Given passage:
+---+

The Iowa Board of Massage Therapy has revoked the license of a woman whose falsified license application went undetected for almost a full year. (Photo by David Fuentes Prieto/Getty Images)
The Iowa Board of Massage Therapy has revoked the license of a woman whose falsified license application went undetected for almost a full year.
The board alleges that in April 2022, Jing Xie applied for an Iowa massage therapy license and indicated on her application that she’d never previously faced licensing discipline in another state. Four weeks later, the Iowa Board of Massage Therapy issued Xie a license.
In April 2023, the board received information from the National Practitioner Data Bank that suggested Xie had failed to inform the board of a criminal conviction and a voluntary license surrender in the state of Nevada.
According to board records, at some unspecified point in the past Xie was convicted of “attempted conspiracy solicitation” related to her practice of massage therapy in Kansas, and that she subsequently concealed that information in her application for licensure in Nevada. In September 2013, she agreed to surrender her Nevada license.

+---+

Source information:
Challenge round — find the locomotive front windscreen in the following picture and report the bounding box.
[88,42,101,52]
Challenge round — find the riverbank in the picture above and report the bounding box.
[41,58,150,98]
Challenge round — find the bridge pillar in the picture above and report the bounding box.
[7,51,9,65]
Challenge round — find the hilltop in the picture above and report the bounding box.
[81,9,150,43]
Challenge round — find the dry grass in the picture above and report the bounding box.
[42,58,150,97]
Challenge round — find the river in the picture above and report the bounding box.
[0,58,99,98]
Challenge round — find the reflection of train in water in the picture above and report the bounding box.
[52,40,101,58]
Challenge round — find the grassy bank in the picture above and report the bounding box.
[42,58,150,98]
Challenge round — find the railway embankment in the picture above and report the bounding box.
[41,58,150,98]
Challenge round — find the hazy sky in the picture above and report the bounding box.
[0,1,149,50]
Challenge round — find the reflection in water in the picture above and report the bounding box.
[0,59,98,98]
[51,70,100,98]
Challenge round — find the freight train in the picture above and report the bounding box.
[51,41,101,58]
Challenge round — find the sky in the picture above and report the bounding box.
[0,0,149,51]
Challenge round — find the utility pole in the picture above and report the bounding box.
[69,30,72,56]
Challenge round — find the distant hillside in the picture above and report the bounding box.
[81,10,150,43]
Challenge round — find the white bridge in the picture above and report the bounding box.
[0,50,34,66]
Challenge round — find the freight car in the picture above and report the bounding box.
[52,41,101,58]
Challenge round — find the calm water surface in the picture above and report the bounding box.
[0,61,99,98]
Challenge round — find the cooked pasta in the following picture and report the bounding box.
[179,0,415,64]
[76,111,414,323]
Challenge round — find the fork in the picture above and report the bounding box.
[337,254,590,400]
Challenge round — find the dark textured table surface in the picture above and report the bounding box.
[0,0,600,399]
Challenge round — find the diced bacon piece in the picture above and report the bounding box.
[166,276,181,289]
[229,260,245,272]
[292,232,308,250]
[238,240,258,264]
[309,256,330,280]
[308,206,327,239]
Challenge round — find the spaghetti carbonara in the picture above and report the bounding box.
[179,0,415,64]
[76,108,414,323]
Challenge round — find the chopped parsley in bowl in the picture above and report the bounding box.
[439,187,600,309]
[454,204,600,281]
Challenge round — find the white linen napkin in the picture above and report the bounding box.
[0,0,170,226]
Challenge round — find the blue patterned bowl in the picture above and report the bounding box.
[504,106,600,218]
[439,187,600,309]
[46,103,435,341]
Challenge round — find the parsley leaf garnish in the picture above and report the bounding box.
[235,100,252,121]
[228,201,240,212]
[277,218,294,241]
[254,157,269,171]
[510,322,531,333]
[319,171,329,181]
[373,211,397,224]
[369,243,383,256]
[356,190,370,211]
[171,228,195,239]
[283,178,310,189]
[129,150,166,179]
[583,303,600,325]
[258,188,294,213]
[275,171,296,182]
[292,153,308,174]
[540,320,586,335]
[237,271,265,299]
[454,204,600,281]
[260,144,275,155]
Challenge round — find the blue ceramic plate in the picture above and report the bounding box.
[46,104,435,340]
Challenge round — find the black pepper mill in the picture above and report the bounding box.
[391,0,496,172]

+---+

What to work on:
• a. Please answer these from the massage license article:
(i) In what month and year did Jing Xie apply for an Iowa massage therapy license?
(ii) From what source did the board receive information in April 2023?
(iii) In what month and year did Xie agree to surrender her Nevada license?
• b. Write the next part of the massage license article, picking up after its last sentence.
The listing has no connection to the massage license article.

Solved problems:
• a.
(i) April 2022
(ii) The National Practitioner Data Bank
(iii) September 2013

• b.
One year after learning this information, in April 2024, the Iowa board filed charges against Xie, accusing her of fraudulently procuring a license. Xie failed to appear for a recent hearing on the matter and last month, her Iowa license was revoked.
Board records give no indication as to where Xie practiced in Iowa but show that she currently lives in California.
In an unrelated case, last year the Iowa Board of Massage Therapy acknowledged it had unwittingly awarded a man with a history of sex crimes a license to practice massage therapy.